**Exercise aim:**
Return the passage on work and energy word for word, from "In some ways" up to and including "property or stock.".

**Passage to read:**
──────────
Updated on December 2, 2016

It is true that doing work makes people feel tired; yet feeling tired after standing for a long time in a train, or holding up a heavy weight, does not indicate that work has been done in a scientific sense. The opposing teams in a tug-of-war may fall exhausted to the ground after a 'drawn' match, neither side having moved from their starting positions, but they have done no scientific 'work'. Only when one side begins to pull the other over the line is mechanical work done, and this work is measured as the force applied multiplied by the distance moved: therefore, work = force x distance.

In some ways work, and its near relation, energy, is to physics what wealth and money is to economics. Wealth can exist in many forms. In the pocket it is usually found as coins or bills, but it can be spent in shops to buy goods, saved in a bank account, or invested in property or stock.

When a man lifts a heavy weight high into the air, he 'spends' an amount of work in the form of energy. But this work is really invested, for the weight he has lifted now has more energy than it had before. It is in the bank waiting to be released again. In scientific language, the weight is said to have increased its 'potential energy'. When the weight is allowed to drop towards the ground, the energy is withdrawn from the bank and converted into a new form. The weight gains what is called 'kinetic energy' - that is, energy of motion.

Just before hitting the ground the weight possesses the same amount of energy in this new form as was used by the man to lift it. Then the weight hits the ground and, one could say, fritters away its wealth in a number of new kinds of energy - heat and sound energy. The sound can clearly be heard, but the heat is not quite so evident in this case. Continually dropping the weight would, however, soon heat up the surroundings just as a large nail becomes quite hot as it is hammered into a block of wood.

All these transactions are based on the very important principle known as the law of conservation of energy. Energy can never be created or destroyed - it is simply transferred from one form to another.

Until the 20th century it was thought that man's only available source of energy was the sun. The sun's energy, transmitted as light and heat energy to the earth, was invested in prehistoric times inside the forests of the world and this energy only came to light again when it was dug up as fuel from the ground in the form of peat, coal or natural gas.

Man eventually learned to convert this energy into other forms and even temporarily to re-bank it as electrical energy inside storage cells and batteries for further use. He did not, until very recently, realize that there was another completely new source of energy available to him- atomic energy.

Today atomic energy plants are being built all over the world which are gradually replacing the conventional power stations run on coal or oil. These stations operate by converting matter directly into energy. Matter we now know is itself just another form of energy and this energy is not only the 'wealth' of the universe, it is also the 'stuff' from which the universe is made.
──────────
**Data under study:**
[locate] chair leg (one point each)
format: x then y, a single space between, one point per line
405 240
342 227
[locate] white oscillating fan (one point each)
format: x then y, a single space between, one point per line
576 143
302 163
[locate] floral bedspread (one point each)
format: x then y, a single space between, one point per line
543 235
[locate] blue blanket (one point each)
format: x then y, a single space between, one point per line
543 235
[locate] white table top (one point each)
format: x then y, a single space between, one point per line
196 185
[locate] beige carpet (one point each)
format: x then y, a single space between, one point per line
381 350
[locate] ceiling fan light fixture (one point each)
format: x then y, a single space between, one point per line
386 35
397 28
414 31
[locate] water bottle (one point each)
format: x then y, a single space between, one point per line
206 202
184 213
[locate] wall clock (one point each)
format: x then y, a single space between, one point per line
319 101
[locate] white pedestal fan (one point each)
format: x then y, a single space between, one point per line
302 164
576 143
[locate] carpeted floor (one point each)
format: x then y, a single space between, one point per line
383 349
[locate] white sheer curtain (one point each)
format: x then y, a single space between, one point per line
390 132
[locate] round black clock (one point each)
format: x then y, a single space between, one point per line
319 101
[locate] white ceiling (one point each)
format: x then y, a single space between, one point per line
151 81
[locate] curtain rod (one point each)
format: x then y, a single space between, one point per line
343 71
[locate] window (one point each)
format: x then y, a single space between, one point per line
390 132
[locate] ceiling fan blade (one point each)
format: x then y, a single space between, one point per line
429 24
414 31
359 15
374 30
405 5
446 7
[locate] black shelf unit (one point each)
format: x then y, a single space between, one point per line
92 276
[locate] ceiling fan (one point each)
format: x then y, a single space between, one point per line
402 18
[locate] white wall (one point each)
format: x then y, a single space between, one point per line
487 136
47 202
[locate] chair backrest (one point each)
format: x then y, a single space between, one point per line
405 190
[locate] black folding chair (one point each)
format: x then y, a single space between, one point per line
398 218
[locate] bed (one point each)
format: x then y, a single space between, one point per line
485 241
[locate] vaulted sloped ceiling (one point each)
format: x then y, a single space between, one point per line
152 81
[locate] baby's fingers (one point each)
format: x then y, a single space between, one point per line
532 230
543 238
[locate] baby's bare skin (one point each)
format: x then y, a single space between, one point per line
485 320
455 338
──────────
**Answer to this problem:**
In some ways work, and its near relation, energy, is to physics what wealth and money is to economics. Wealth can exist in many forms. In the pocket it is usually found as coins or bills, but it can be spent in shops to buy goods, saved in a bank account, or invested in property or stock.